→ **Exercise prompt**: Rewrite every line of the entries below as a numbered list, skipping any blank lines. Leave the pictures out.

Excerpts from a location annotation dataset
####################

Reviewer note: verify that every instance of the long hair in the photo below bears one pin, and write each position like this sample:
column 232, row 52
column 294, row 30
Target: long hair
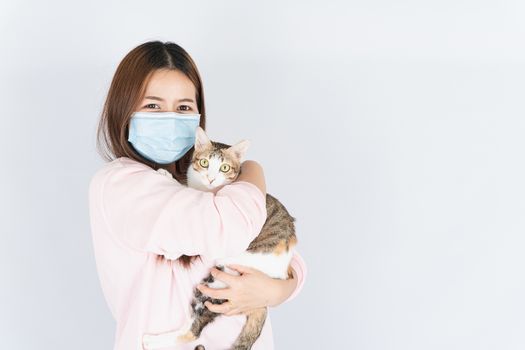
column 127, row 89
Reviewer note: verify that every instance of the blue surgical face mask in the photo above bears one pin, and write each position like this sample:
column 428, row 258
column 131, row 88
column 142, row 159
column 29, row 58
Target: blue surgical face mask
column 162, row 137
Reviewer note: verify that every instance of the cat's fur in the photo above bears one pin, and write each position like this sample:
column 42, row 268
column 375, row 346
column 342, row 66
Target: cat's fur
column 270, row 252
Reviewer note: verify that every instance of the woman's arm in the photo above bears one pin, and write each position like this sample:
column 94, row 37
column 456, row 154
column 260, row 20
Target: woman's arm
column 147, row 212
column 253, row 288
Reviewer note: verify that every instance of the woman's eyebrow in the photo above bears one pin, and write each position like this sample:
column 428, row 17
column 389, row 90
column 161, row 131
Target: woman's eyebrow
column 160, row 99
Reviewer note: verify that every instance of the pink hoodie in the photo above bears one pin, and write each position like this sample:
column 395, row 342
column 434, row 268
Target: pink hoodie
column 137, row 213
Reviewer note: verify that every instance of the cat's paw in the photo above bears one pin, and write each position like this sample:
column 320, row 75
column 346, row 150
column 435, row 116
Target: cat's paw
column 165, row 173
column 186, row 338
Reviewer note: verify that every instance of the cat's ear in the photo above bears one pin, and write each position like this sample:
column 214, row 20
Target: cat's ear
column 201, row 139
column 240, row 148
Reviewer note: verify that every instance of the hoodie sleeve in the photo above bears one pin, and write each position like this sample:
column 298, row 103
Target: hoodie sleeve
column 149, row 212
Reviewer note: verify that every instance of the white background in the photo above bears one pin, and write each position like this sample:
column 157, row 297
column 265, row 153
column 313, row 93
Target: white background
column 392, row 130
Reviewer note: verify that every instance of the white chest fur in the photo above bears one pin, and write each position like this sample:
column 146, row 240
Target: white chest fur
column 275, row 266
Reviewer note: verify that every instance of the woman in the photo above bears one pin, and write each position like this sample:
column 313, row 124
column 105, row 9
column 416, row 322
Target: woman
column 154, row 238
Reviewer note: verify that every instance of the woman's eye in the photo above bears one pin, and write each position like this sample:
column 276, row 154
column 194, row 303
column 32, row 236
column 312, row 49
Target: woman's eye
column 152, row 104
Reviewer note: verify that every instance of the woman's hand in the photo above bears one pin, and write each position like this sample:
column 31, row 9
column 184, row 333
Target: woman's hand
column 252, row 289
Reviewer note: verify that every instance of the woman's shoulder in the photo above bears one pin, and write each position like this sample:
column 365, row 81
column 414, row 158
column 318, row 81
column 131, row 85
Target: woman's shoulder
column 121, row 165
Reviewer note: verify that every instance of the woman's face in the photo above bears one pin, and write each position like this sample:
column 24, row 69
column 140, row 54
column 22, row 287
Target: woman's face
column 169, row 91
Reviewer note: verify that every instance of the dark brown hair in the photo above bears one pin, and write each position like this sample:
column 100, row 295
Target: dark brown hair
column 127, row 89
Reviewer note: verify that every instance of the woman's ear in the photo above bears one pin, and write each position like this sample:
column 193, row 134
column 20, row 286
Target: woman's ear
column 240, row 148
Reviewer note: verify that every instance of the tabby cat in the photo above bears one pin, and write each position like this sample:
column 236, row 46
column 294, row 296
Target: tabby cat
column 213, row 165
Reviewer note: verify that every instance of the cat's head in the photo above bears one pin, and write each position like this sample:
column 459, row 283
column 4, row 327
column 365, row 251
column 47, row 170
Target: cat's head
column 214, row 164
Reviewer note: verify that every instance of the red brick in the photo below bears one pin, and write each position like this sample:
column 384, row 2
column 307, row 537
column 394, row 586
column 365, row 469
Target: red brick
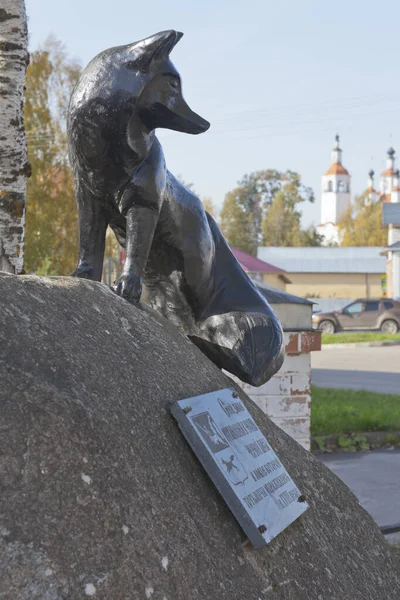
column 310, row 341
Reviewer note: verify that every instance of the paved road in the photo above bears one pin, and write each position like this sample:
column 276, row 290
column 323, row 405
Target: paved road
column 373, row 477
column 373, row 369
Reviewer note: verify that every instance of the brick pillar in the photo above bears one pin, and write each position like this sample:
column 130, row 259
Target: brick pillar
column 286, row 398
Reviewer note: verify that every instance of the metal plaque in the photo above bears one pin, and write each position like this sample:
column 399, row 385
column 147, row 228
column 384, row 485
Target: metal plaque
column 241, row 463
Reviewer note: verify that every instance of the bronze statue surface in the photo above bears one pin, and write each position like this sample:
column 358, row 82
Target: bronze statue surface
column 171, row 243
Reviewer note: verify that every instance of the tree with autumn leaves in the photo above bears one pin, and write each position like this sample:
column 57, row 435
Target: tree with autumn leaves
column 264, row 210
column 51, row 240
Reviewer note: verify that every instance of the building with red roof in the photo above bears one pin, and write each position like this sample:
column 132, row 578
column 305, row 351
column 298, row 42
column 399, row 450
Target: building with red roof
column 261, row 271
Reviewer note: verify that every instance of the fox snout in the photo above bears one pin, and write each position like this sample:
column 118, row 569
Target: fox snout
column 185, row 120
column 161, row 104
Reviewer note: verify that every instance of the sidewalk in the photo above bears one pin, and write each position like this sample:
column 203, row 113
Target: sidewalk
column 374, row 478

####################

→ **Result of the task**:
1. Reviewer note: verify that every instance of the long hair in the photo below bears one pin, and write each position like this sample:
2. column 232, row 52
3. column 294, row 30
4. Target: long hair
5. column 127, row 89
6. Reviewer note: verify that every instance of the blue surgical face mask in the photo above bears one pin, and write each position like this sample:
7. column 428, row 258
8. column 131, row 88
9. column 142, row 159
10. column 29, row 58
11. Target: blue surgical face mask
12. column 162, row 137
13. Reviewer note: verify that every instance of the cat's fur in the photo above bears one pin, and write each position like this sample:
14. column 42, row 268
15. column 375, row 346
16. column 342, row 66
17. Target: cat's fur
18. column 270, row 252
19. Reviewer note: verify that every instance of the woman's arm in the photo above bears one pin, and write each position like this sample:
20. column 94, row 37
21. column 456, row 154
22. column 260, row 20
23. Target: woman's arm
24. column 147, row 212
25. column 253, row 288
26. Reviewer note: verify that every instance of the woman's eyebrow in the photo above bears one pin, and write each position like this sample:
27. column 428, row 17
28. column 389, row 90
29. column 161, row 131
30. Target: woman's eyebrow
31. column 160, row 99
32. Reviewer note: verify that every instance of the pink hoodie in the photo above bears one pin, and write each position like this sample:
33. column 395, row 342
34. column 434, row 268
35. Target: pink hoodie
36. column 137, row 213
37. Reviewer note: verify that every instance of the cat's paw in the photo above bears one pin, and write each position like this sample:
38. column 320, row 75
39. column 346, row 150
40. column 435, row 116
41. Target: cat's paw
42. column 165, row 173
43. column 186, row 338
44. Reviewer note: verify that every instance of the cat's ear in the photo above bears one pin, and write each position like this sample:
45. column 214, row 20
46. Target: cat's ear
47. column 201, row 139
48. column 240, row 148
49. Reviewer note: verify that every instance of the hoodie sleeve in the photo above bears one pin, and write each position like this sample:
50. column 298, row 103
51. Target: hoodie sleeve
52. column 149, row 212
53. Reviewer note: verify that every instance of the white background in the photo above bears one pin, and write each position like this sample:
54. column 157, row 297
55. column 265, row 153
56. column 313, row 93
57. Target: white background
58. column 392, row 130
59. Reviewer note: verify that every instance of the white chest fur in the photo above bears one pin, and write each position like this sample:
60. column 146, row 240
61. Target: white chest fur
62. column 275, row 266
63. Reviewer note: verify that every instance of the woman in the photo above bears one pin, and write each position like this sample:
64. column 313, row 124
65. column 105, row 9
66. column 416, row 322
67. Target: woman
68. column 154, row 238
69. Reviewer note: verify that every instance of the woman's eye in the photo above bears one pin, and write each position like this sample:
70. column 276, row 154
71. column 194, row 303
72. column 32, row 236
73. column 312, row 49
74. Target: woman's eye
75. column 152, row 104
76. Reviewer note: verify that every instance of the woman's hand in the photo above bears one pin, and write each position like this sample:
77. column 31, row 9
78. column 184, row 333
79. Target: woman's hand
80. column 252, row 289
81. Reviewer note: verify that every instance of the woman's shoulder in the photo above bears one pin, and write each position like this sample:
82. column 365, row 81
83. column 414, row 158
84. column 318, row 81
85. column 131, row 85
86. Target: woman's shoulder
87. column 121, row 165
88. Reviewer note: verify that every instance of the woman's face in the photo above bears one pin, and write each position like this sample:
89. column 24, row 69
90. column 140, row 54
91. column 22, row 287
92. Target: woman's face
93. column 169, row 91
94. Reviewer note: verify that every instance of the dark brown hair in the photo above bears one pin, and write each position like this sample:
95. column 100, row 295
96. Target: dark brown hair
97. column 127, row 89
98. Reviewer note: verify that every instance of the woman's ear in the photo above bears one pin, and write each position like this sample:
99. column 193, row 134
100. column 20, row 286
101. Target: woman's ear
102. column 240, row 148
103. Reviewer note: verify that every instance of the tabby cat in the photo above bears one pin, and write each position like this sample:
104. column 236, row 46
105. column 294, row 296
106. Target: tabby cat
107. column 213, row 165
108. Reviewer note: verify that every instance of the cat's head in the photo above bears one pin, and write each position like this sample:
109. column 459, row 283
110. column 4, row 327
111. column 365, row 251
112. column 47, row 170
113. Target: cat's head
114. column 214, row 164
115. Reviewer note: verify that every instance of the red brick in the photo below bears one pin, and write each position like this sample:
116. column 384, row 2
117. column 307, row 537
118. column 394, row 586
119. column 365, row 469
120. Target: red brick
121. column 310, row 341
122. Reviewer note: verify that every instance of the paved road in the photo above bears one pin, and write each position like this sample:
123. column 276, row 290
124. column 323, row 405
125. Target: paved road
126. column 373, row 477
127. column 373, row 369
128. Reviewer note: verify that every instance of the brick pillar in the photo above bears one pin, and write each position like this sample:
129. column 130, row 259
130. Target: brick pillar
131. column 286, row 398
132. Reviewer note: verify that every instance of the metal plaque in the photo above bears one pin, and write each position like this sample:
133. column 399, row 385
134. column 147, row 228
135. column 384, row 485
136. Target: metal plaque
137. column 241, row 463
138. Reviewer note: verify that every instance of the bronze statue surface in the photo above bears one pin, and write each position like this sample:
139. column 358, row 82
140. Target: bronze statue surface
141. column 171, row 243
142. Reviewer note: verify that every instance of the tree with autumn leaves in the photo above bears one pin, and write each position like this sample:
143. column 57, row 435
144. Target: tree with autumn leaves
145. column 264, row 210
146. column 51, row 240
147. Reviewer note: verify that every instance of the building with red roof in the photo above bears one pin, and write each position like this sample:
148. column 132, row 578
149. column 305, row 351
150. column 298, row 42
151. column 399, row 450
152. Target: building with red roof
153. column 261, row 271
154. Reviewer note: verify that every instance of the fox snout in the photo above bears one pin, and write each position like this sample:
155. column 118, row 569
156. Target: fox snout
157. column 185, row 120
158. column 161, row 104
159. Reviewer note: verify that every instance of the sidewalk in the photo above bears one pin, and write each position like this sample:
160. column 203, row 113
161. Target: sidewalk
162. column 374, row 478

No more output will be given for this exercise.